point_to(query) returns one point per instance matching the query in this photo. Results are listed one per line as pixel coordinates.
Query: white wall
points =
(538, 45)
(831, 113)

==*==

◆ Exercise:
Write out all of the records above word for word, keeping every line and coordinate unchanged.

◆ Full response:
point_to(query) returns one point per instance matching the query in this photo. Results are listed one per line as pixel coordinates.
Query: white wall
points =
(538, 45)
(831, 113)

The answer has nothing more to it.